── PROVIDED RECORDS

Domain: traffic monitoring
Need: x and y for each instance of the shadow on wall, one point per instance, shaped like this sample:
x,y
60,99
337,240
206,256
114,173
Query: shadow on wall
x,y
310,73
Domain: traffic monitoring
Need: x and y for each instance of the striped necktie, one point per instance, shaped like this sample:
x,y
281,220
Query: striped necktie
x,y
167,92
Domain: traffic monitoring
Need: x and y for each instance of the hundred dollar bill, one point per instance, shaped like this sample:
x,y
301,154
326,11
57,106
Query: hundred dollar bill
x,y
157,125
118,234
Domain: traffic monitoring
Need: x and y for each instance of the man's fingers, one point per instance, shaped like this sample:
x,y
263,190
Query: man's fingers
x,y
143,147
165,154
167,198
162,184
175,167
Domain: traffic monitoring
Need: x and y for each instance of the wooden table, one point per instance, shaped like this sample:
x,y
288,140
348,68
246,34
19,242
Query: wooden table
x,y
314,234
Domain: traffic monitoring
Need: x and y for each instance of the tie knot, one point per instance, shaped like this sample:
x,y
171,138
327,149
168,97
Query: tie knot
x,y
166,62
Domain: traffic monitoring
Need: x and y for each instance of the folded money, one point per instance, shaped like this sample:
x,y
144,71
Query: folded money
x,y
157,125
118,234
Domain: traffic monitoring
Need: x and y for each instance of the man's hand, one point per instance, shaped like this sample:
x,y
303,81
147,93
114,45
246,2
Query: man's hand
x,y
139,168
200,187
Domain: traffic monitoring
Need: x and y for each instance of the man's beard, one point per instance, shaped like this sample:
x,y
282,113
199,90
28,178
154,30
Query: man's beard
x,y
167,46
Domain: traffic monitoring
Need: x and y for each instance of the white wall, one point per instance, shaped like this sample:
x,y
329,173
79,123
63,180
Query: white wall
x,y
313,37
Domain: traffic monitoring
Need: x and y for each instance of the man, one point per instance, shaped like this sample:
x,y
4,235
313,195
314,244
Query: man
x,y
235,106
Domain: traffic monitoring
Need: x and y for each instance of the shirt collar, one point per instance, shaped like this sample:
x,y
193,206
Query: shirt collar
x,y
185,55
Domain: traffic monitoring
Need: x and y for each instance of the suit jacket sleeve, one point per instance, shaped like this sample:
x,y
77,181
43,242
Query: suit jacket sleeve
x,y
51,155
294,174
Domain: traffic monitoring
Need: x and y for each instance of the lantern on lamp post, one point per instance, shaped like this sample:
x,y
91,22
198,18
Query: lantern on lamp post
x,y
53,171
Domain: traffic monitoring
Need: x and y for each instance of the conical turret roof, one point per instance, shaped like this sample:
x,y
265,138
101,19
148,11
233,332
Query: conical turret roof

────

▶ [PROBLEM]
Report each line of the listing above that contains the word "knot".

▶ [SOLUTION TO THE EXERCISE]
Need: x and y for each instance of the tie knot, one point per instance, shaped like this sample:
Query: tie knot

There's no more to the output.